• _PROBLEM DETAILS_
Rewrite the records from the line containing "the guardrail post?" through the line containing "pixel 431 314", swapping "Indicate" for "Mark" and leaving everything else unchanged.

• _EXTRACTED DATA_

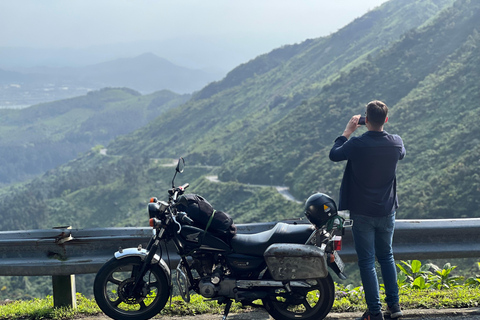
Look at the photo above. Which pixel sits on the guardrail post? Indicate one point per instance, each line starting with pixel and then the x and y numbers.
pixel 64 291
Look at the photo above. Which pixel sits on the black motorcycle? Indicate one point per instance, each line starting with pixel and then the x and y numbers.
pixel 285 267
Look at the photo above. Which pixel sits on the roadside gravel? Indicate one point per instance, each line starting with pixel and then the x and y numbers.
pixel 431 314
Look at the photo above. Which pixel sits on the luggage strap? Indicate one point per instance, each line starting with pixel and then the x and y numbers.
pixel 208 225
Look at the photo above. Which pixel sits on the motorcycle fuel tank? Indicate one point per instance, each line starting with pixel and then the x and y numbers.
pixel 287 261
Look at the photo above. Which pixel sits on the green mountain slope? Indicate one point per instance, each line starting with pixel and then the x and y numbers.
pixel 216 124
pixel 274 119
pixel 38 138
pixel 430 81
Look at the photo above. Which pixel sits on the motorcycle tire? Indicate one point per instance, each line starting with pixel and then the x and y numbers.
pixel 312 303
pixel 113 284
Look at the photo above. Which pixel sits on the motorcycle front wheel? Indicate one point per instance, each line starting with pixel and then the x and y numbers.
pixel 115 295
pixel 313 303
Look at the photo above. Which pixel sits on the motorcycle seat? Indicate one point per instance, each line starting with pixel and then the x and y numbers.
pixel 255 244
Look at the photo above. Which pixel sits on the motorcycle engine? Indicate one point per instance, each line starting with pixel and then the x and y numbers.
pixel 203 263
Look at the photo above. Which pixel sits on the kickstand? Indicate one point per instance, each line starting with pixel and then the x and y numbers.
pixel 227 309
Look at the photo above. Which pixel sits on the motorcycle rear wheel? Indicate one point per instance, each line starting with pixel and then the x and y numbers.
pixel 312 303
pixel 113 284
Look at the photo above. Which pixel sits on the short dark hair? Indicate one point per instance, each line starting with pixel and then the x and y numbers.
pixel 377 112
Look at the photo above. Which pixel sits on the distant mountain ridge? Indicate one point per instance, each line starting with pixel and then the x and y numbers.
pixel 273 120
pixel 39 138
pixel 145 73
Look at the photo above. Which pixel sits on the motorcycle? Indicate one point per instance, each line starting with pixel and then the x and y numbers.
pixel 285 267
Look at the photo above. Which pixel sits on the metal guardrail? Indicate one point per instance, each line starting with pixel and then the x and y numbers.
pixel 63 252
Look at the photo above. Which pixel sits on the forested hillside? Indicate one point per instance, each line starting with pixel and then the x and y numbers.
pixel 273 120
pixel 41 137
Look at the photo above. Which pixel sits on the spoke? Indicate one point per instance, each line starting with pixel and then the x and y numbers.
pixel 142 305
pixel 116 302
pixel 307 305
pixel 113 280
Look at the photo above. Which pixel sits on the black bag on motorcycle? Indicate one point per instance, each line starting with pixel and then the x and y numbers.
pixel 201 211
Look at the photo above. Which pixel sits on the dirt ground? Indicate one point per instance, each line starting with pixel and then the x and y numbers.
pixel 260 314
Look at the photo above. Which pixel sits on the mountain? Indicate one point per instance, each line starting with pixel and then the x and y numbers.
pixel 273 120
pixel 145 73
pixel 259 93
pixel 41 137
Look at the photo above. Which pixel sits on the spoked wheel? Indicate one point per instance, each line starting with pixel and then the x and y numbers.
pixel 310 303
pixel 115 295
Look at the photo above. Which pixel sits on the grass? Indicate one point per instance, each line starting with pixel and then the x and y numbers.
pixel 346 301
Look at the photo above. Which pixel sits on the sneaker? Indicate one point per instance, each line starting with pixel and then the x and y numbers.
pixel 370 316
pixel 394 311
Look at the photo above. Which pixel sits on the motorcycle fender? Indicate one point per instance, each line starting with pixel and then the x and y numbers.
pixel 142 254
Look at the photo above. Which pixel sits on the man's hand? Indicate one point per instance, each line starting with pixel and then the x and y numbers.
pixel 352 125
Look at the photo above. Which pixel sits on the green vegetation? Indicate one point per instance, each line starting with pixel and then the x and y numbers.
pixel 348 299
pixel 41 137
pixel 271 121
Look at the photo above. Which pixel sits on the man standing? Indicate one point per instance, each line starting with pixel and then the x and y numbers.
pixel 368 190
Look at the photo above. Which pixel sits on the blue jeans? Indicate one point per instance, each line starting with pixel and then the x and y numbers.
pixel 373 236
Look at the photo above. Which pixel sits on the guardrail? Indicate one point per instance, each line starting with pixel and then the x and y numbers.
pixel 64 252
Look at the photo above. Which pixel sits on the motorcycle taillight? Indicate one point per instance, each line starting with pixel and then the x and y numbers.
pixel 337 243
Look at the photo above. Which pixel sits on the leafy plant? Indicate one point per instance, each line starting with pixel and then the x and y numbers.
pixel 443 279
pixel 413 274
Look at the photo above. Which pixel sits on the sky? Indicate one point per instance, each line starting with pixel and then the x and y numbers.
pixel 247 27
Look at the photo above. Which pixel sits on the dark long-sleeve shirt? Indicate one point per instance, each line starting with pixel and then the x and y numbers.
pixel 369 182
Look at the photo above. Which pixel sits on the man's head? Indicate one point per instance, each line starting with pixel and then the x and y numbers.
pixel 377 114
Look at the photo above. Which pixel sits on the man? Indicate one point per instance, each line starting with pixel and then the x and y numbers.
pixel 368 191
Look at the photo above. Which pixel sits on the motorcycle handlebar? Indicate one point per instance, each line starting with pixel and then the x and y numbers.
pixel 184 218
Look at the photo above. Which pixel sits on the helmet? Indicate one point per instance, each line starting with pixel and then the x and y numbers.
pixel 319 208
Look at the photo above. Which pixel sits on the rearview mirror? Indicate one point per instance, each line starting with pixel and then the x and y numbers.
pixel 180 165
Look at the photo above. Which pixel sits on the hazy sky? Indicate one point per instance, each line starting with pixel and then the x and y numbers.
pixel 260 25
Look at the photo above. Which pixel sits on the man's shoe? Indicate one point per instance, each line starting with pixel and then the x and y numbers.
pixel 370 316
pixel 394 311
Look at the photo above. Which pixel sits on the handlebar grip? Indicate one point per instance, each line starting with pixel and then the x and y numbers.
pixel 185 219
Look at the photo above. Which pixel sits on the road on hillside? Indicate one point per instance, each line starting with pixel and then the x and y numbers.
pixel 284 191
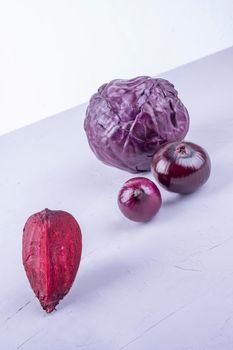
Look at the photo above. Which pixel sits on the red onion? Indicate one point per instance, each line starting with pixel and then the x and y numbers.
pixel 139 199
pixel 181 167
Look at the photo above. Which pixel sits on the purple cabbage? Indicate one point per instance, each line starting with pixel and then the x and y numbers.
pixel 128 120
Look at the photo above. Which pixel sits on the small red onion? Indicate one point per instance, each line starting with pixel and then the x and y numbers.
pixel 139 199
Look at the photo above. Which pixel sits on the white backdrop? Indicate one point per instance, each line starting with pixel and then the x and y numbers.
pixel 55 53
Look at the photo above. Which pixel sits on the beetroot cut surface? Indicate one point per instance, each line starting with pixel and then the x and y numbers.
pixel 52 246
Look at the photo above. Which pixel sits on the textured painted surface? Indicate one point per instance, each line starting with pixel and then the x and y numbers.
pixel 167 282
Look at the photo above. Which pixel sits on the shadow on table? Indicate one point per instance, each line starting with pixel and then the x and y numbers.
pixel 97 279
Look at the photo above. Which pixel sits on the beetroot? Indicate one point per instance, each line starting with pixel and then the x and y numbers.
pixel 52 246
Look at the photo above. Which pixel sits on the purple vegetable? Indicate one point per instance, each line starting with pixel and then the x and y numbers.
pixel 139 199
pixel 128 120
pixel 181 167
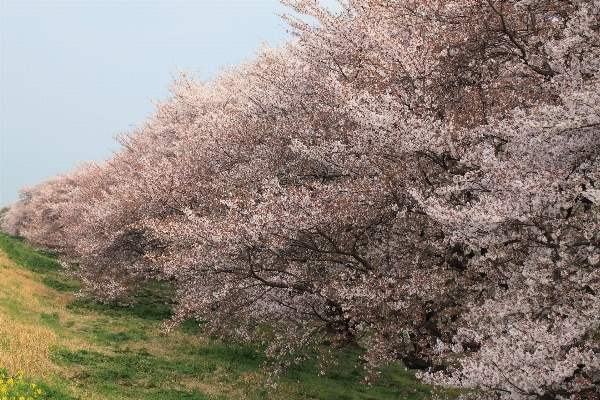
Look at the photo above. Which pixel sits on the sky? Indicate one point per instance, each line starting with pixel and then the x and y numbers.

---

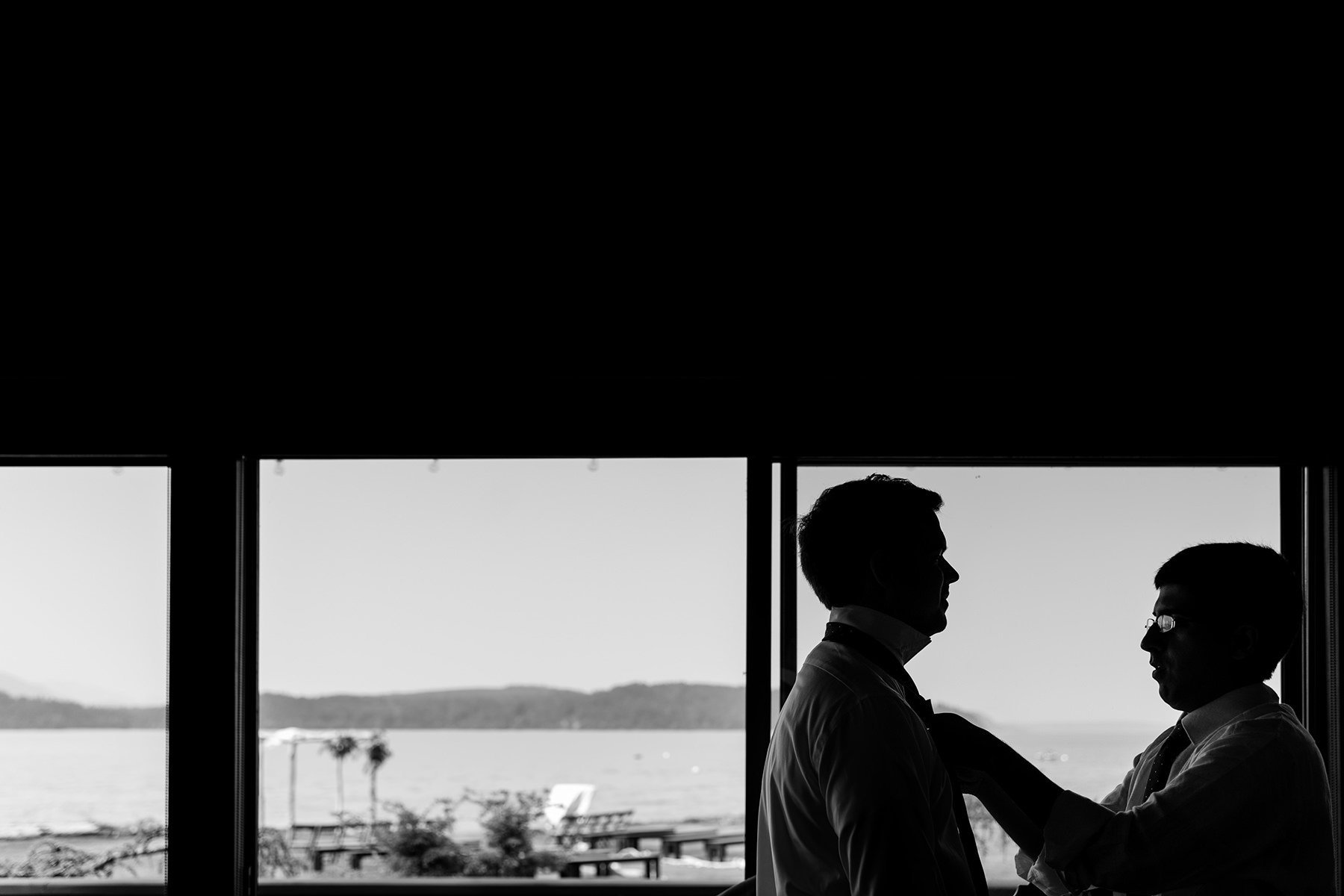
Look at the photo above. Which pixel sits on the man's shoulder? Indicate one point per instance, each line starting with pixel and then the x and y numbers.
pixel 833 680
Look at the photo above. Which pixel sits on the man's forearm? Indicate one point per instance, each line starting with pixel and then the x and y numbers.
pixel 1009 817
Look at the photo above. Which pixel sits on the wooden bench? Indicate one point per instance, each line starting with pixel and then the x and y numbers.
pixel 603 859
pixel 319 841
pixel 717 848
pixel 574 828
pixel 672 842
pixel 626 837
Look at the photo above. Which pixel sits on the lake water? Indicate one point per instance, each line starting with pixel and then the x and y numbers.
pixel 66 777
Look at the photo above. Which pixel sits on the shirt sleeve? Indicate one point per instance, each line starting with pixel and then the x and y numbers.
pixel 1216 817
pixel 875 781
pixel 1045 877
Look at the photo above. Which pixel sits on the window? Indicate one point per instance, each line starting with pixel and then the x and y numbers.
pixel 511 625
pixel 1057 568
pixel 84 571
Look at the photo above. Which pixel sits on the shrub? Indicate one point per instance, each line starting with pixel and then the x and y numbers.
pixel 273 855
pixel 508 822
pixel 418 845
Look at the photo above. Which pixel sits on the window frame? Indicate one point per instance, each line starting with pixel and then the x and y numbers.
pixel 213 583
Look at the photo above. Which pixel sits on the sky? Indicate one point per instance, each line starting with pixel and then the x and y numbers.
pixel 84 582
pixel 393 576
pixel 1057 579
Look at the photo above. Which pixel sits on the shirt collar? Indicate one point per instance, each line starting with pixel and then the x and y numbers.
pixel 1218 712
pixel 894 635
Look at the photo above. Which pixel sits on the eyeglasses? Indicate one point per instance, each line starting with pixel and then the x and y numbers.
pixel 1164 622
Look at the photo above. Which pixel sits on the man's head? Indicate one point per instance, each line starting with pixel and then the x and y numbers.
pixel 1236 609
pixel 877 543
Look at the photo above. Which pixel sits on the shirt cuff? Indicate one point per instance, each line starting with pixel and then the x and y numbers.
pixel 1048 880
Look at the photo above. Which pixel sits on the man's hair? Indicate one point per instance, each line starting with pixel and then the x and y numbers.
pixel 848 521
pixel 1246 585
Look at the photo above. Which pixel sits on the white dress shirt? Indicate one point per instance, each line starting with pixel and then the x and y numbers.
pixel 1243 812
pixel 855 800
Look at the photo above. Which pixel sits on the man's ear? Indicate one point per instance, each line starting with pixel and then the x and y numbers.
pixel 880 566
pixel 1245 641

• _FULL SOLUTION_
Look at the photo above. Which pixel sits on the guardrail post? Mark one point per instance, each line starting with pixel and then the x and y numbers.
pixel 64 291
Look at the photo above. Which pixel sits on the black motorcycle? Mark one point per instance, each line starting with pixel and then the x and y numbers.
pixel 285 267
Look at the photo above. Which pixel sits on the roadside gravel? Mark one point per instance, each line starting with pixel and then the x and y numbers.
pixel 431 314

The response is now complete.